The problem: Please transcribe the entries below without omitting a single character.

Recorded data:
= Beginning of Section =

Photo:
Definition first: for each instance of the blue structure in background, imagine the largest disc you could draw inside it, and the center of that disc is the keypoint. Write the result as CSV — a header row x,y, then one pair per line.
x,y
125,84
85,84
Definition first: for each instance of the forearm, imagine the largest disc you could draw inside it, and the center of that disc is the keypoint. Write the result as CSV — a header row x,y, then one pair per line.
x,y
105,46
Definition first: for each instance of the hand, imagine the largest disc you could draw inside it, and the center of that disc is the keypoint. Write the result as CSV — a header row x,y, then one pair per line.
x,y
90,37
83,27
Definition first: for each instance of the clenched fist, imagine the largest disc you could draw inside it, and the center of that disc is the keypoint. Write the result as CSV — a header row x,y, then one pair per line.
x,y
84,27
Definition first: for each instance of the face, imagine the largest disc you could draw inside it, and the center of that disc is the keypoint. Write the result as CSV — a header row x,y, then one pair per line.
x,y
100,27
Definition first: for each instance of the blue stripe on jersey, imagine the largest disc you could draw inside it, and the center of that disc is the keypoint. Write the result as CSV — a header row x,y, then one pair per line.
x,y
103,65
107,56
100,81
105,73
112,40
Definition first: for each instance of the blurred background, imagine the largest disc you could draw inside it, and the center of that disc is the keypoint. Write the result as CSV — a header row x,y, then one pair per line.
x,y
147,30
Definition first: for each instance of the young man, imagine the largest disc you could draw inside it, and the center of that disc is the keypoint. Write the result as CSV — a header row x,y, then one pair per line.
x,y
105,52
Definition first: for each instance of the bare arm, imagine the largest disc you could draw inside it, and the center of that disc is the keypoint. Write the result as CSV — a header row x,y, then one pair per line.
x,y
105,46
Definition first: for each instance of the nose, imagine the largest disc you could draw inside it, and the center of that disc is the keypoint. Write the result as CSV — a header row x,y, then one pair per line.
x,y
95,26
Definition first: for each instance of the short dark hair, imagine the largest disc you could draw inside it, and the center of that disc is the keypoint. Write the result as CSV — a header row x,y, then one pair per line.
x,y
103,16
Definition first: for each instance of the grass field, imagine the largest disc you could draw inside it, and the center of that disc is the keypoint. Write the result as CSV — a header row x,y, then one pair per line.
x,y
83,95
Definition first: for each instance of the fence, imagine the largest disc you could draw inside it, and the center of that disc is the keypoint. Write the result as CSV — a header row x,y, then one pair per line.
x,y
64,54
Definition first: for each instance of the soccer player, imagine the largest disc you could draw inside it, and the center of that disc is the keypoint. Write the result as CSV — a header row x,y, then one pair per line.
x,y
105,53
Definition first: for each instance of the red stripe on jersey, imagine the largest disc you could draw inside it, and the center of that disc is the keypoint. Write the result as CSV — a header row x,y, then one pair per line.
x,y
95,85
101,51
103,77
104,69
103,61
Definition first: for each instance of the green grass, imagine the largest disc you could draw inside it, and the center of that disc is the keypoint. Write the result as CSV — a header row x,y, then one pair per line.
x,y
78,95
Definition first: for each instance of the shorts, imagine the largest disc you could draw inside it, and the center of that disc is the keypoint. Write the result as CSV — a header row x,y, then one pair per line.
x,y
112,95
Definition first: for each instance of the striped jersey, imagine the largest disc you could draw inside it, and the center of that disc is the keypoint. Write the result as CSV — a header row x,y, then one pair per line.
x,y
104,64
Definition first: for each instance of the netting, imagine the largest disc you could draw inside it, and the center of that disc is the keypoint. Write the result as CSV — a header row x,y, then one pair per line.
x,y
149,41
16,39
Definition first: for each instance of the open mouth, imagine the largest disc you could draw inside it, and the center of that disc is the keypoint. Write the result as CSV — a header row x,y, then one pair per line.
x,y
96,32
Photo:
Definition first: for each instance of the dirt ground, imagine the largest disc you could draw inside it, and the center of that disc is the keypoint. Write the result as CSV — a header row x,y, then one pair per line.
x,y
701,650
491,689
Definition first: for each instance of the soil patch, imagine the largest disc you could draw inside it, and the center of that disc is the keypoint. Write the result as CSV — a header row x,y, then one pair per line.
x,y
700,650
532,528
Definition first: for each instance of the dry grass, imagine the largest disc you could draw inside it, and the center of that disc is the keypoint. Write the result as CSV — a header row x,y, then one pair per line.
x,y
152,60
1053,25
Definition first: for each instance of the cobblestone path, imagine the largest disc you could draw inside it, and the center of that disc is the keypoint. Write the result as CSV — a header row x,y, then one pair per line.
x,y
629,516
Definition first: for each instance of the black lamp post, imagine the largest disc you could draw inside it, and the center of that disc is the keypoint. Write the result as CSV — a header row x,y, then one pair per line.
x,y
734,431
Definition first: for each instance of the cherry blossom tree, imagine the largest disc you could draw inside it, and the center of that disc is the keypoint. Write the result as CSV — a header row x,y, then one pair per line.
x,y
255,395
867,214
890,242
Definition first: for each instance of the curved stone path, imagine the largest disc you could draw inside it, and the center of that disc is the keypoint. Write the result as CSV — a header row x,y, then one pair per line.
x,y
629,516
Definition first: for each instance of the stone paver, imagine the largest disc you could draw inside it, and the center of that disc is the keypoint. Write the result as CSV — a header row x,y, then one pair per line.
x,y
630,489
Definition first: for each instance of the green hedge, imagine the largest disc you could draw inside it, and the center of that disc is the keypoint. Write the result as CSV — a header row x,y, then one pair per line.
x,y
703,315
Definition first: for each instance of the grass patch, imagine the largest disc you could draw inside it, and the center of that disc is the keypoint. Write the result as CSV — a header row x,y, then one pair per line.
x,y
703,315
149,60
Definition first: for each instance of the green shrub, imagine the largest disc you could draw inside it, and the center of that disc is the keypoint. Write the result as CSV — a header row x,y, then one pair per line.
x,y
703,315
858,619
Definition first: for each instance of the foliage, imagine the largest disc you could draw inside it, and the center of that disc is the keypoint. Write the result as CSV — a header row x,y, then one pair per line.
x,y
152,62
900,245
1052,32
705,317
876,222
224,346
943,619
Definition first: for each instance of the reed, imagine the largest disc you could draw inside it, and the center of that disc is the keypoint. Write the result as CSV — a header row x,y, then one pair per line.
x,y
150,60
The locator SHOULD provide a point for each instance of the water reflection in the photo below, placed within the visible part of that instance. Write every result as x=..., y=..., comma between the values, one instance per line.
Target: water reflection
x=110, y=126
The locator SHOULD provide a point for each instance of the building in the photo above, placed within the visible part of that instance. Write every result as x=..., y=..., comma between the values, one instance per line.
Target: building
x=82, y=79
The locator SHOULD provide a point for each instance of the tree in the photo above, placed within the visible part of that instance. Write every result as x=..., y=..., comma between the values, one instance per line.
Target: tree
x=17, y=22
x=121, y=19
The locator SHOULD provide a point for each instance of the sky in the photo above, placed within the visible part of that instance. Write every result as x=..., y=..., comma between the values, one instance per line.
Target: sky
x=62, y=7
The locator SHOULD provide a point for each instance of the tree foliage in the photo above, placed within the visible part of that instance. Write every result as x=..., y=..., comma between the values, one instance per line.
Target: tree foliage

= End of Section =

Result of this exercise:
Photo:
Definition first: for each instance of the blue structure in background, imagine the largest disc you could draw inside it, and the center of that disc is the keypoint. Write the result as CSV — a header row x,y, then one pair per line.
x,y
125,84
85,84
Definition first: for each instance of the forearm, imagine the largest disc you could draw inside it, and the center of that disc is the keypoint. Write the result as CSV — a header row x,y, then one pair per line.
x,y
105,46
Definition first: for each instance of the hand, imagine the largest disc you could draw inside it, and the center of that disc is the keypoint. Write the result as CSV — a header row x,y, then one pair per line.
x,y
90,37
83,27
Definition first: for each instance of the clenched fist, imagine the largest disc you could draw inside it, and the center of that disc is the keypoint. Write the result as CSV — a header row x,y, then one pair per line.
x,y
84,27
Definition first: for each instance of the face, imagine the largest disc you could draw inside it, and the center of that disc is the keypoint. Write the result as CSV — a header row x,y, then one pair per line.
x,y
100,27
Definition first: for each instance of the blue stripe on jersey, imagine the largest disc you could draw inside it, and the center of that disc is the keypoint. Write the result as CSV — a header row x,y, then one pair per line.
x,y
103,65
107,56
100,81
105,73
112,40
Definition first: for each instance of the blurred background, imagine the largest disc you could draw inside it, and the center of that disc is the keypoint. Write the result as CSV — a header row x,y, then one pair per line.
x,y
147,30
Definition first: for each instance of the young man, imagine the largest disc you could draw inside it, and the center of that disc is the keypoint. Write the result as CSV — a header row x,y, then one pair per line.
x,y
105,52
Definition first: for each instance of the bare arm, imagine the largest disc you could draw inside it, and the center of that disc is the keypoint. Write the result as CSV — a header row x,y, then one pair per line.
x,y
105,46
Definition first: for each instance of the nose, imagine the largest disc you could draw inside it, and the center of that disc is the keypoint. Write the result as CSV — a header row x,y, then one pair per line.
x,y
95,26
Definition first: for each instance of the short dark hair, imagine the largest disc you could draw inside it, and the center of that disc is the keypoint. Write the result as CSV — a header row x,y, then one pair per line.
x,y
103,16
Definition first: for each instance of the grass field, imagine the largest disc you could draw inside it, and the center of that disc is the keypoint. Write the result as CSV — a header row x,y, then one pair per line.
x,y
83,95
Definition first: for each instance of the fence, imagine the largest disc you could draw inside it, and the center of that disc is the keypoint. Write the result as CSV — a header row x,y, then one pair per line.
x,y
64,54
Definition first: for each instance of the soccer player, imagine the largest disc you could draw inside it, and the center of that disc is the keypoint. Write the result as CSV — a header row x,y, then one pair per line.
x,y
105,53
Definition first: for each instance of the red stripe on jersey, imagine the largest disc you could draw inside it, and the center of that disc is the keypoint. Write the result as CSV — a header row x,y, then one pair per line.
x,y
95,85
101,51
103,77
104,69
103,61
Definition first: for each instance of the green grass, imagine the largest disc you could draw inside it, and the center of that disc is the keypoint. Write the result as CSV — a header row x,y, then one pair per line.
x,y
78,95
Definition first: for each instance of the shorts, imagine the largest disc you could draw inside it, and the center of that disc is the keypoint. Write the result as CSV — a header row x,y, then one pair per line.
x,y
112,95
Definition first: for each instance of the striped jersey, imagine the largest disc you could draw inside it, and the center of that disc is the keypoint. Write the result as CSV — a header row x,y, then one pair per line.
x,y
104,64
Definition first: for each instance of the netting, imagine the largest disc you could draw inside it, and the center of that disc is the keypoint. Write the result as CSV — a header row x,y, then one pair per line.
x,y
149,41
16,39
Definition first: for each instance of the open mouth, imagine the largest disc you could draw inside it, and the center of that disc is the keypoint. Write the result as CSV — a header row x,y, then one pair per line.
x,y
96,32
Photo:
Definition first: for each instance of the dirt ground, imagine the largest disc you could draw inside it, and the center of that disc is the keypoint. Write the result as CSV — a header row x,y, then one pair per line.
x,y
701,650
491,689
Definition first: for each instance of the soil patch, imagine the largest disc you could draw inside it, and the center of that disc is the keypoint. Write the result as CSV — a header row x,y, then one pair per line.
x,y
700,650
532,528
Definition first: for each instance of the dry grass, imagine the largest disc you could draw inside it, and the center of that disc is the keypoint. Write the result as CSV — a header row x,y, then one pair per line.
x,y
152,60
1053,25
Definition first: for each instance of the cobblestone path, imagine the largest disc you could draw inside it, and the center of that disc is the keypoint. Write the result as CSV — a header row x,y, then one pair per line.
x,y
629,516
Definition first: for each instance of the black lamp post, imagine the largest disc you could draw inside it, and the center of that disc is the keypoint. Write the result as CSV — a header row x,y, then one pair per line.
x,y
734,431
Definition first: for each instance of the cherry blossom tree, imagine the largest disc you could draw inside it, and the center of that disc is the keypoint. Write the result as CSV — a header row x,y, then one pair per line.
x,y
255,395
867,214
890,242
Definition first: for each instance of the curved stone path, imagine the largest disc you could draw inside it, and the center of that disc is the keypoint. Write the result as CSV — a header row x,y, then one pair per line.
x,y
629,516
Definition first: for each instance of the stone paver, imagine the largest disc you could draw inside it, and the center of that disc is the keypoint. Write the result as CSV — a header row x,y, then one pair per line.
x,y
630,489
Definition first: for each instance of the green hedge, imagine the largest disc you could draw inside it, and the center of that disc is the keypoint. Write the result as CSV — a header row x,y, then one pair per line.
x,y
703,315
Definition first: for each instance of the grass patch, imagine the largest disc you could draw inside it, and the center of that disc is the keypoint. Write the result as CSV — a header row x,y, then one pair per line.
x,y
703,315
149,60
Definition first: for each instance of the green shrub, imagine the largest disc you could draw inside it, and the center of that disc is the keypoint. Write the result as CSV — a header row x,y, then one pair per line.
x,y
703,315
858,619
Definition first: for each instance of the foliage, imagine the largest disc you could draw inside it, and the center of that disc is the keypoint. Write the result as CSV — a header row x,y, then one pair per line.
x,y
152,62
900,245
1052,32
705,317
876,222
224,346
943,619
Definition first: for each instance of the reed, imagine the largest disc you could draw inside it, and the center of that disc is the keypoint. Write the result as CSV — a header row x,y, then one pair per line.
x,y
150,60
The locator SHOULD provide a point for each instance of the water reflection in the photo below, placed within the visible part of that instance. Write every result as x=..., y=..., comma between the values, one instance per line.
Target: water reflection
x=110, y=126
The locator SHOULD provide a point for each instance of the building in the photo above, placed within the visible part of that instance. Write every result as x=..., y=..., comma between the values, one instance per line.
Target: building
x=82, y=79
The locator SHOULD provide a point for each instance of the tree in the photo above, placed within the visible part of that instance. Write every result as x=..., y=..., comma between the values, one instance per line.
Target: tree
x=17, y=22
x=121, y=19
The locator SHOULD provide a point for each instance of the sky in the photo above, placed within the visible part of that instance. Write every result as x=..., y=..., comma between the values, one instance per line.
Target: sky
x=62, y=7
The locator SHOULD provide a point for each instance of the tree foliage in the photo above, placed within the visible part of that instance. Write every result as x=..., y=..., comma between the values, one instance per line.
Target: tree foliage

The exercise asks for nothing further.